Write out each entry below exactly; the images do not belong in your copy.

** Opening Supplied entries block **

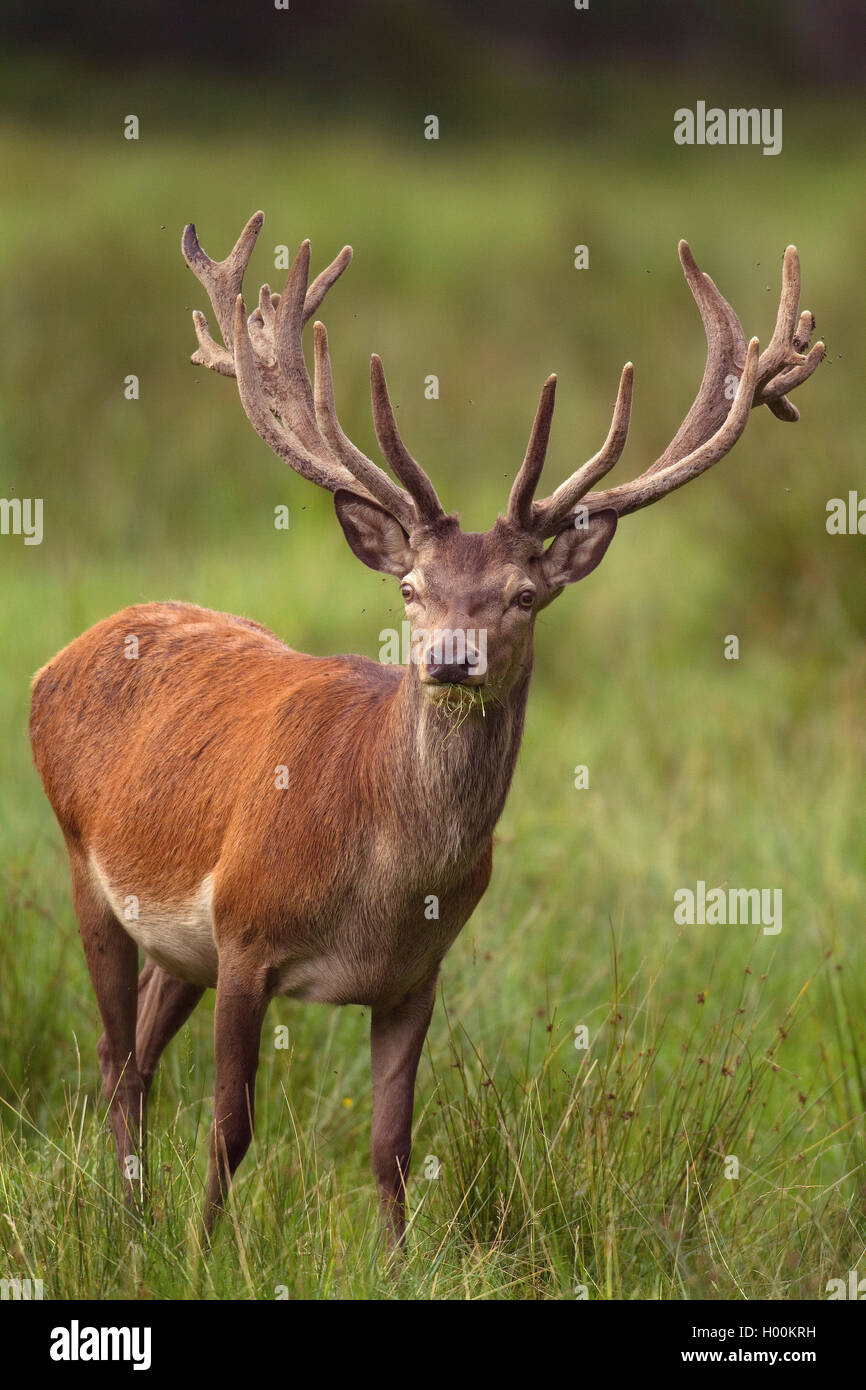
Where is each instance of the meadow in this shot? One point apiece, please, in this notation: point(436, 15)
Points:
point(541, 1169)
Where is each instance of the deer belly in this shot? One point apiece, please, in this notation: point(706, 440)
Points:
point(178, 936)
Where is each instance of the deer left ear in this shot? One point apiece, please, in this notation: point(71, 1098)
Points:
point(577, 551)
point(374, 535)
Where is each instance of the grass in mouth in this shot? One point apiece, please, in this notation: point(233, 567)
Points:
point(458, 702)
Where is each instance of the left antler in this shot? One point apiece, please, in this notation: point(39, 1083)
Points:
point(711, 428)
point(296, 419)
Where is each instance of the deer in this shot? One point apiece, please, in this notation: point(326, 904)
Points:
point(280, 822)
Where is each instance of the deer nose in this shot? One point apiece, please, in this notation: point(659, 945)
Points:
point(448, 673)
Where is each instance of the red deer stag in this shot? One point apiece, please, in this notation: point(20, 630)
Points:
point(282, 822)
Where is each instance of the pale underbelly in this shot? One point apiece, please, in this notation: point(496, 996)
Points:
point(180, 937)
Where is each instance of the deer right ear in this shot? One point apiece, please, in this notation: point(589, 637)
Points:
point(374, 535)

** Closing Supplied entries block **

§ **Answer to this exercise**:
Where is each instance of the meadow in this shot? One point apiece, please, in this notation: point(436, 15)
Points:
point(541, 1169)
Where is each instance of the deer belly in this shot? One point apiece, please, in this notation: point(706, 440)
Points:
point(178, 936)
Where is each instance of the deer left ear in this shot? One point apiece, please, in this notation: point(71, 1098)
Points:
point(577, 551)
point(374, 535)
Where is each instance of the grass in mouth in this shot? One point apiece, please, in this notation: point(233, 567)
Points:
point(458, 702)
Where is each instance of the left antler in this shot? One point apiece, please, in this notation: point(39, 1083)
Points:
point(711, 428)
point(296, 419)
Where is each instance of the deer in this shot? One point apiece, please, in this notation: point(326, 904)
Points:
point(280, 822)
Where is each instance of the deer nose in this shot? One point apiece, please, in this notation: point(659, 945)
Points:
point(448, 673)
Where is each instance of the red deer stag in this shot? One point apiece, please, in this notation: point(20, 630)
Points:
point(282, 822)
Where is each instance of the pale underbelly in this shot? One point apiece, please, in this notation: point(496, 996)
Points:
point(180, 937)
Where is each instance of the deer right ear in this shot? One point apiece, please, in this notation: point(589, 637)
Points:
point(374, 535)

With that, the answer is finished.